Saved entries:
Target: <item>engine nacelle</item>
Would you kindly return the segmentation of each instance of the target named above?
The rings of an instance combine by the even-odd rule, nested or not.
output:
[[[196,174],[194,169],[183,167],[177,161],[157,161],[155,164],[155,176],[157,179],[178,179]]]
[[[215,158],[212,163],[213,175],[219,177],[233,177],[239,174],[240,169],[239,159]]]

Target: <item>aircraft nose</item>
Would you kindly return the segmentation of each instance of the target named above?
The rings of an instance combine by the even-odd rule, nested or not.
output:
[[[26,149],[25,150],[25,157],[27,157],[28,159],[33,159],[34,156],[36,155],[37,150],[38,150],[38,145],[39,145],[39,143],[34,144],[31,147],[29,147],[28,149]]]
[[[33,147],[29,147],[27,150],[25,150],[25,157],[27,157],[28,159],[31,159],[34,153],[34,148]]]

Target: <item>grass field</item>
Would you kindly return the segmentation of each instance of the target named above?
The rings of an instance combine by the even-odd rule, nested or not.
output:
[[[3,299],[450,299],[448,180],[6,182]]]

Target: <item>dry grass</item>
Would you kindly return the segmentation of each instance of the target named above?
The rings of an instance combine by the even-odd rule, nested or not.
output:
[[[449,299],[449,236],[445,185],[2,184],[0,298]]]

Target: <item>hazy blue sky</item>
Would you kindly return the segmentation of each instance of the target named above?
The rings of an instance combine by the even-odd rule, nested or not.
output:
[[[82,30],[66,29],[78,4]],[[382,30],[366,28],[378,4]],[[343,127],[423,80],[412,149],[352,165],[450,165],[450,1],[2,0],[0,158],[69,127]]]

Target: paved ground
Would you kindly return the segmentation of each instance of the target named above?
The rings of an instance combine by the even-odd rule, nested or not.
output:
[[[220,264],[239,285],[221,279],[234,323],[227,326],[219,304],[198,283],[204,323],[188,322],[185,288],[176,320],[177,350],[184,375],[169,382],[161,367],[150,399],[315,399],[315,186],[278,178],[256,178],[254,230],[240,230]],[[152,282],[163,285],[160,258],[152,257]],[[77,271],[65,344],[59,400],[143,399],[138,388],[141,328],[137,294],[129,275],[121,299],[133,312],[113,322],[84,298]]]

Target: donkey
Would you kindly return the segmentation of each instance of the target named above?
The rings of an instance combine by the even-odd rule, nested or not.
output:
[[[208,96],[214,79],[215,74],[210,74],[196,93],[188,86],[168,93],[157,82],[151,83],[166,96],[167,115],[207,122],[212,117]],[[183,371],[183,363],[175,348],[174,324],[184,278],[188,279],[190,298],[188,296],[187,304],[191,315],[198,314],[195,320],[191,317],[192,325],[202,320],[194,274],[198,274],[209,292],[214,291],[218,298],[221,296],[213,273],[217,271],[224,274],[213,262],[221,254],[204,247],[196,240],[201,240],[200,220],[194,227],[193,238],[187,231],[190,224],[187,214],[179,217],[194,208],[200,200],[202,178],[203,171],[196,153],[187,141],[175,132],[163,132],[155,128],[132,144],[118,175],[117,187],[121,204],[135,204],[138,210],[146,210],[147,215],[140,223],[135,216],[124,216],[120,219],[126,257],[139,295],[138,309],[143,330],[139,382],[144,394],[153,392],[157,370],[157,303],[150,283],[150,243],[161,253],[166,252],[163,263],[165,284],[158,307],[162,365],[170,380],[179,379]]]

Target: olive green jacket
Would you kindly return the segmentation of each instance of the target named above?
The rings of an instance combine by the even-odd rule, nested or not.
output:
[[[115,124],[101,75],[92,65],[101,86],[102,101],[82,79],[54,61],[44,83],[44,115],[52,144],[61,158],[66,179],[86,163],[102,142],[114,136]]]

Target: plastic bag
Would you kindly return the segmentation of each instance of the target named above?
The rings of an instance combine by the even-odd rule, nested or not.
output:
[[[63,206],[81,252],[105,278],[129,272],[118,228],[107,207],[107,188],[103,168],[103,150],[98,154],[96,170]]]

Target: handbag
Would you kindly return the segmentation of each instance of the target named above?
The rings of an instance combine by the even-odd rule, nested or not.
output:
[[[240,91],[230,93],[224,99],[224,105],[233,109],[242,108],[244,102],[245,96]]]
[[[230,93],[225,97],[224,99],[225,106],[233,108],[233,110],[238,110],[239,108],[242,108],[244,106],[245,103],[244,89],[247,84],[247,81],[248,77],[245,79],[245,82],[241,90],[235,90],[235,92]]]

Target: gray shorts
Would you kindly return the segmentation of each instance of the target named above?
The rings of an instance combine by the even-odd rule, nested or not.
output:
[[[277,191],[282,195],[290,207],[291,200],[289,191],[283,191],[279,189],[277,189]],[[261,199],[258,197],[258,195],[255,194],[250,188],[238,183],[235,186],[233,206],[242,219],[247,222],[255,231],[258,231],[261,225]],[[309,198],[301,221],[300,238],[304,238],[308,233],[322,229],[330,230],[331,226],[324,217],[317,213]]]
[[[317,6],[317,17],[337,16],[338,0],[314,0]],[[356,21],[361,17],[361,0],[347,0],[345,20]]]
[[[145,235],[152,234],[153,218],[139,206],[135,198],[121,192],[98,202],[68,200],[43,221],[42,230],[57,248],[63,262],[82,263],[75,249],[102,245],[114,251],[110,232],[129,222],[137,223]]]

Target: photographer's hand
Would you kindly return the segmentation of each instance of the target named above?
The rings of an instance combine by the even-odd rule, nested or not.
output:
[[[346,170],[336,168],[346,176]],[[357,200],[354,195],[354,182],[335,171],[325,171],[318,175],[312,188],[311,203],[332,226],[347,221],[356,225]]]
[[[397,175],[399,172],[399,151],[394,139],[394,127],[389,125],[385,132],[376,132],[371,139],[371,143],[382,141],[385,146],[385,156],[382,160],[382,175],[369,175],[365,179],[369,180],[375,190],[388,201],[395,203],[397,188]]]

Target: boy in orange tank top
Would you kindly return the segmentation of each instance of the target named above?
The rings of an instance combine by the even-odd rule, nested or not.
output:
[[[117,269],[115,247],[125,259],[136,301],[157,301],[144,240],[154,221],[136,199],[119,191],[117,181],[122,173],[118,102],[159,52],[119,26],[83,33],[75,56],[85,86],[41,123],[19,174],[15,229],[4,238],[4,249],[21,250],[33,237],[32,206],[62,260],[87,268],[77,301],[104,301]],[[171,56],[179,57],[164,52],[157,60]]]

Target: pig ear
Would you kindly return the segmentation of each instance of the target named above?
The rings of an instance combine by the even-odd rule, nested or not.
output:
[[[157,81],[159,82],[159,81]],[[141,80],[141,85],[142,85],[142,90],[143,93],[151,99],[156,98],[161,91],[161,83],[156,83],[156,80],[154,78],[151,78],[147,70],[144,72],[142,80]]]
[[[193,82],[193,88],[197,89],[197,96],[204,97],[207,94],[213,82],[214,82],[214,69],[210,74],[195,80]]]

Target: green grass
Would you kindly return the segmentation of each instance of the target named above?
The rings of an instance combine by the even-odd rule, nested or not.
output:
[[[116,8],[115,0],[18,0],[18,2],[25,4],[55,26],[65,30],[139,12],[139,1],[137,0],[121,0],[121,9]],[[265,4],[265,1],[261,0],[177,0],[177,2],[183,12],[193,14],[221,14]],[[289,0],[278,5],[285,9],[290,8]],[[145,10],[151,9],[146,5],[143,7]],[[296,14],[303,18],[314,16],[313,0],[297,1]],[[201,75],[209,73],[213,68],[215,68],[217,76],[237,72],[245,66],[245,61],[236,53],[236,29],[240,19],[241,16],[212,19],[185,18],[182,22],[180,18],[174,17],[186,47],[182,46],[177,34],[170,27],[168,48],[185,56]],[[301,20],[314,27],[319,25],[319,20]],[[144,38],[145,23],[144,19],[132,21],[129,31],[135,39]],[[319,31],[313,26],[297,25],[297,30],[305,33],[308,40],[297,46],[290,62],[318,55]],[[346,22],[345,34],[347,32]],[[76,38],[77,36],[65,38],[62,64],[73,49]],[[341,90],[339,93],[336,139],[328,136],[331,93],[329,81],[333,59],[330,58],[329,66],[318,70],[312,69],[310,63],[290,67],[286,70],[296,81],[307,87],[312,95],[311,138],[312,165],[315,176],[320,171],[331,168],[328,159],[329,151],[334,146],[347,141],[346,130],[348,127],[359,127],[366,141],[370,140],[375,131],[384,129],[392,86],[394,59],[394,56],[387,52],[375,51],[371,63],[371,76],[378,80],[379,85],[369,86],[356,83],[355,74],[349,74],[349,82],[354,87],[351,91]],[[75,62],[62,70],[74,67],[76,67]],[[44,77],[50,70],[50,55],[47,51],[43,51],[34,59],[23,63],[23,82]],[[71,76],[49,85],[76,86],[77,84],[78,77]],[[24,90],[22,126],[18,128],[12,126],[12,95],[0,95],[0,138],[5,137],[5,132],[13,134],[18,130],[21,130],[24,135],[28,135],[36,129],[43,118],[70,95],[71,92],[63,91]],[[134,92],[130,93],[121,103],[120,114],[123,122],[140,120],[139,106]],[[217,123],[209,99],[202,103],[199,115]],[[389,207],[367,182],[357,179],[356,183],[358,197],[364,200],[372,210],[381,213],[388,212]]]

_Requirement_
Which lines of the entries above contain the word "green"? Copy each of them.

_Answer_
Target: olive green jacket
Target: green grass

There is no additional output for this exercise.